# [Work to complete]
Write out the piece about the Field in action word for word, from "In a laboratory" to "time is right.".

# [Extract to read]
The Field in Action: When Consciousness Moves Matter and Ideas Move Through Time
Three extraordinary phenomena reveal the Field at work:
Baby chicks influencing random machines, breakthrough ideas emerging simultaneously across the globe, and monkey colonies learning behaviors across impossible distances. What do these tell us about the nature of intelligence itself?
Sometimes the most profound truths about reality hide in the most unlikely places.
In a laboratory in France, baby chicks somehow influenced the movement of random machines through nothing more than their desire to be close to what they'd imprinted on.
In research labs and inventors' workshops worldwide, the same breakthrough ideas emerge simultaneously in different minds, as if certain discoveries become "available" when the time is right.
On separate islands in Japan, isolated groups of monkeys spontaneously developed identical behaviors with no physical contact between populations.
These aren't anomalies to be explained away. They're direct evidence of the Field in action, demonstrations that consciousness, intention, and information operate according to principles far more mysterious and interconnected than our materialist worldview suggests.

# [Data extract]

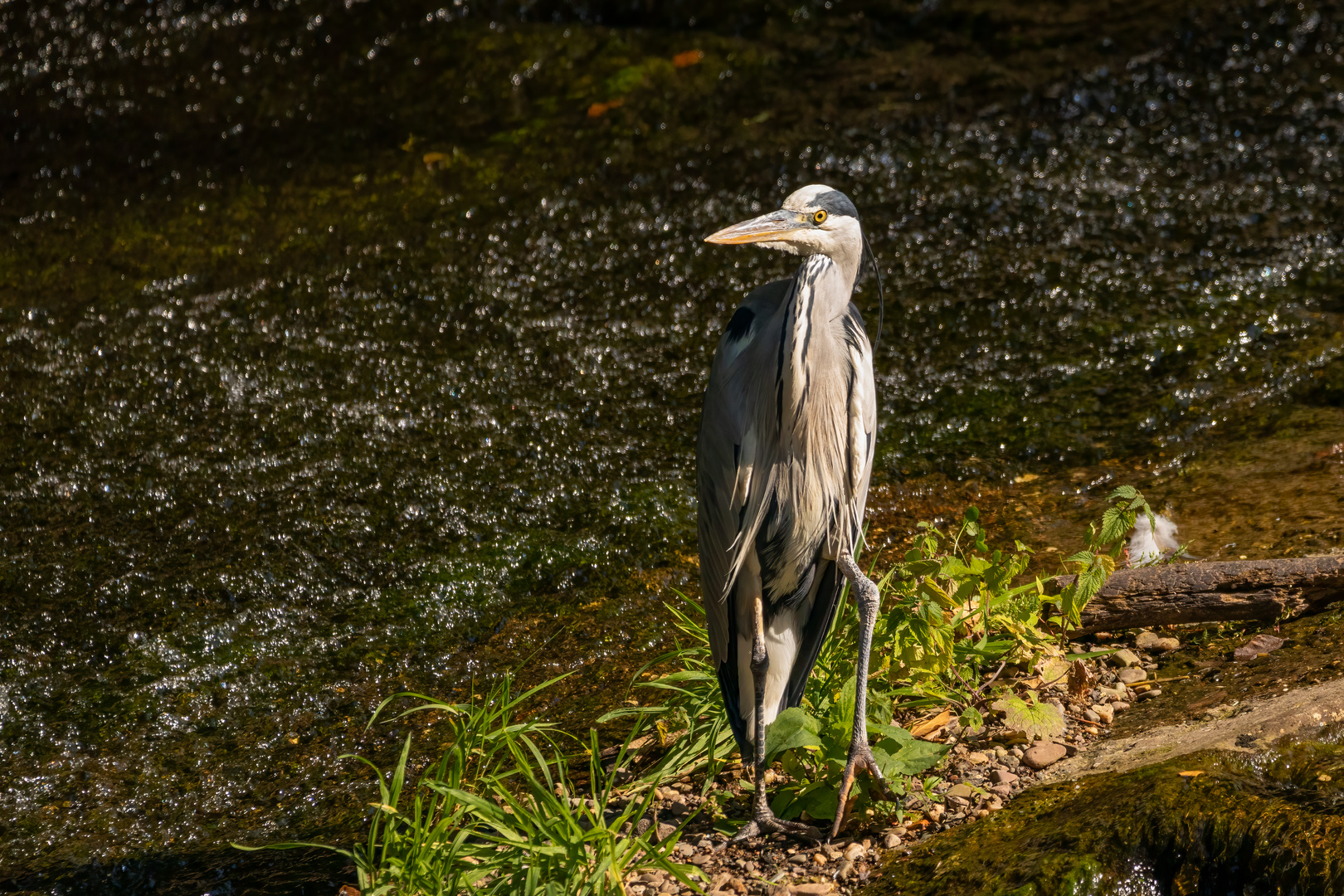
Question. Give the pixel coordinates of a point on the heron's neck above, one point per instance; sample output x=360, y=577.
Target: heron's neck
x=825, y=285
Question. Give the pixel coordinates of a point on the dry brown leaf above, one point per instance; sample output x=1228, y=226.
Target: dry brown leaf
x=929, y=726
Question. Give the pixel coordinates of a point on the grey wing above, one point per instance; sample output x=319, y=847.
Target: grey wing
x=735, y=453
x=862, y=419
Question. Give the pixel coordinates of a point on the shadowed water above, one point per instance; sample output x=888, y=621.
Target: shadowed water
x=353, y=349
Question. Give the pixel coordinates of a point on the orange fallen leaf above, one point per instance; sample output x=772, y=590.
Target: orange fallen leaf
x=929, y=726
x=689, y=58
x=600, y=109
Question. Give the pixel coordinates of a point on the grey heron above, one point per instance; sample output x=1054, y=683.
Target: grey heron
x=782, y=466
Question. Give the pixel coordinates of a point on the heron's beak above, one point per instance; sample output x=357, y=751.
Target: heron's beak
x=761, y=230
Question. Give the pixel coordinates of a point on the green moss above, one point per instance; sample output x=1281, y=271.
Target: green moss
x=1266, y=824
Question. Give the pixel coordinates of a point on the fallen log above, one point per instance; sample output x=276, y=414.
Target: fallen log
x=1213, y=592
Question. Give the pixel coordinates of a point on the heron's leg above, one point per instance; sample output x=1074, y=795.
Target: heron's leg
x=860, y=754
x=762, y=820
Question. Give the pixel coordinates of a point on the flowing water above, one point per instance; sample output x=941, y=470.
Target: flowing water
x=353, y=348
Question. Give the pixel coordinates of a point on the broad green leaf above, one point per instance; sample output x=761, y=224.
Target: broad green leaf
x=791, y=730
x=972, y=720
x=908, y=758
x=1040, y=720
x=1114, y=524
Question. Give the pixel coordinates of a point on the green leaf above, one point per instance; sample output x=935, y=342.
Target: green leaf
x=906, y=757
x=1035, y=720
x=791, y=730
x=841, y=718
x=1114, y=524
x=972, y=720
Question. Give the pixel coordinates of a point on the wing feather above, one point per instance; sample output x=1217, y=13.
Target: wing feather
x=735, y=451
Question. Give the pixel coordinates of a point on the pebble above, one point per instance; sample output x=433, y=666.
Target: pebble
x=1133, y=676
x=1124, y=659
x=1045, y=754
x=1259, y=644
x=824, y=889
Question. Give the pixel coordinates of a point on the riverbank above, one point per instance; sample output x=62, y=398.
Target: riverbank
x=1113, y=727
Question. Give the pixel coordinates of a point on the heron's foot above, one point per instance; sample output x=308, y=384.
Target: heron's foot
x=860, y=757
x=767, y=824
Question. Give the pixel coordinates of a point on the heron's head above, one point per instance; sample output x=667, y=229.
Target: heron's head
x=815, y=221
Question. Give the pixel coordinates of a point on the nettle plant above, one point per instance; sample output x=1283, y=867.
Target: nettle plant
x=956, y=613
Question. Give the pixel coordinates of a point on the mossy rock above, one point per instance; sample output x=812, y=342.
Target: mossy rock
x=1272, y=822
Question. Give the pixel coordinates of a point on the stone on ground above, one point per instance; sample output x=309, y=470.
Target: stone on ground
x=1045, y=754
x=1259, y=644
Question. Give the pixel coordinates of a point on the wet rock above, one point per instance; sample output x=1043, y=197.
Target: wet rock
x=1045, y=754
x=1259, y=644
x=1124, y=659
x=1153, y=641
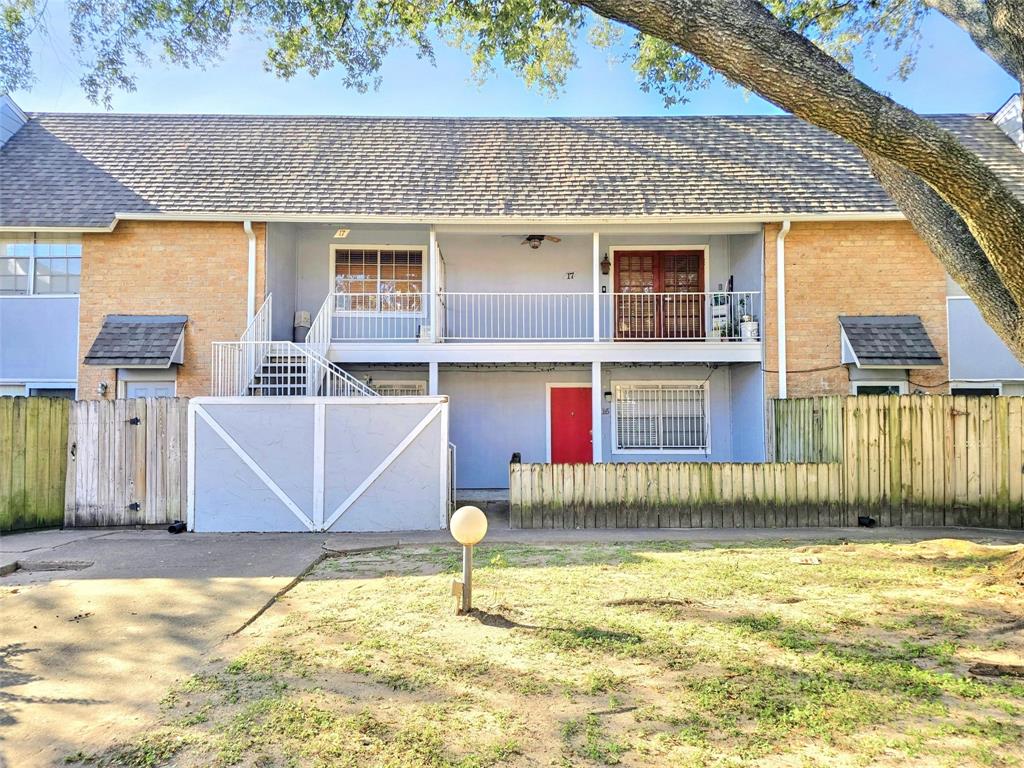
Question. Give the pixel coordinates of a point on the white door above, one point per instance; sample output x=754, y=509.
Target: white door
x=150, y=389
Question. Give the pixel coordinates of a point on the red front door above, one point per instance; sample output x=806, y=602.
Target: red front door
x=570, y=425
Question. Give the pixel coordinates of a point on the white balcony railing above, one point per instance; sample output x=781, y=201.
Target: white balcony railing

---

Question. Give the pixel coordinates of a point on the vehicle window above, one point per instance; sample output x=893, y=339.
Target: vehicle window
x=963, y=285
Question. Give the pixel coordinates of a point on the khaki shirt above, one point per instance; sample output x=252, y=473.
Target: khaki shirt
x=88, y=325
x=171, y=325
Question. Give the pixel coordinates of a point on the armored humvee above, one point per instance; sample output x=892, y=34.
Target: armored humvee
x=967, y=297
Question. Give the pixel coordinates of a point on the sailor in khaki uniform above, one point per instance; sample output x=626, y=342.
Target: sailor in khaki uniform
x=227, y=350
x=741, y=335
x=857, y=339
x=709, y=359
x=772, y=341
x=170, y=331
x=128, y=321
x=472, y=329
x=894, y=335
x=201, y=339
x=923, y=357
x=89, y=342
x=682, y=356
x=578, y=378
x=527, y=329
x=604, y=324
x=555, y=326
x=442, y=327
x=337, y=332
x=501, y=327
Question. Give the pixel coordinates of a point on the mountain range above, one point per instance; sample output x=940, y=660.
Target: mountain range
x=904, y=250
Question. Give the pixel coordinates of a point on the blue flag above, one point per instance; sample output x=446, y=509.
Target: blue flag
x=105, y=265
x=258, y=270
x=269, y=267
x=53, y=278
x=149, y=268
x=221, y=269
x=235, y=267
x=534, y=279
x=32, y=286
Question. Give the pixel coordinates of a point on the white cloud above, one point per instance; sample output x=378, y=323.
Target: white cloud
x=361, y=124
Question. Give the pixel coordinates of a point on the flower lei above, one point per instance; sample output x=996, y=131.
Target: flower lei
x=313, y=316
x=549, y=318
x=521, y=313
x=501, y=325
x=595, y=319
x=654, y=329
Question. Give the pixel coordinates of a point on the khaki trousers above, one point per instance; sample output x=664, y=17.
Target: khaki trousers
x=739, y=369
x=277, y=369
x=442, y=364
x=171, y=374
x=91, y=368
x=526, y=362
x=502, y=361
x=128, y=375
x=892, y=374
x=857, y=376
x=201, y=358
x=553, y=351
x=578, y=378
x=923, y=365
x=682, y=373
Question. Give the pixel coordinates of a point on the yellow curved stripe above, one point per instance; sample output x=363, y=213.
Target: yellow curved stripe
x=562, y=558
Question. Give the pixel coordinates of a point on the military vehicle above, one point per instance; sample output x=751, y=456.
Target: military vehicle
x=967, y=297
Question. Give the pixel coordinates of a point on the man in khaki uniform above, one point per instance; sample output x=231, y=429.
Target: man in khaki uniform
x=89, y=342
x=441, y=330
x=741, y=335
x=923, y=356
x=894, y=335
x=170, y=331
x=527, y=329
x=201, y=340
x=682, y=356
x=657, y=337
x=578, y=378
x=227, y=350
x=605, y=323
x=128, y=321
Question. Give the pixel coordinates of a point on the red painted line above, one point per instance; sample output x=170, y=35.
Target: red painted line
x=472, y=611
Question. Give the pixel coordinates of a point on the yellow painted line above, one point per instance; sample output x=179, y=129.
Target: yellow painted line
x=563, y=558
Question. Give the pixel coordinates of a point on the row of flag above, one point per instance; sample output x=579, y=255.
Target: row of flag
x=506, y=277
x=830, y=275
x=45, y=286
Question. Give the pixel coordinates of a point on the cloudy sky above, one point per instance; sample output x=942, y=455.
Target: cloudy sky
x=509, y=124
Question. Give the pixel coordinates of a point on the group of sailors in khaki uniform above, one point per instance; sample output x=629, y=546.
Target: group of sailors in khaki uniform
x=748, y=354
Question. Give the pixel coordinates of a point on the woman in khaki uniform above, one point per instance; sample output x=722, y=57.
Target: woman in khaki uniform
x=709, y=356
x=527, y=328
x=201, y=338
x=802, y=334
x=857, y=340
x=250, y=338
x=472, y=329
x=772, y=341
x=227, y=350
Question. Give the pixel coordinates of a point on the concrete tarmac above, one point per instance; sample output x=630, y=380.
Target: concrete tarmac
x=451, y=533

# [Solved exercise]
In a laboratory in France, baby chicks somehow influenced the movement of random machines through nothing more than their desire to be close to what they'd imprinted on.
In research labs and inventors' workshops worldwide, the same breakthrough ideas emerge simultaneously in different minds, as if certain discoveries become "available" when the time is right.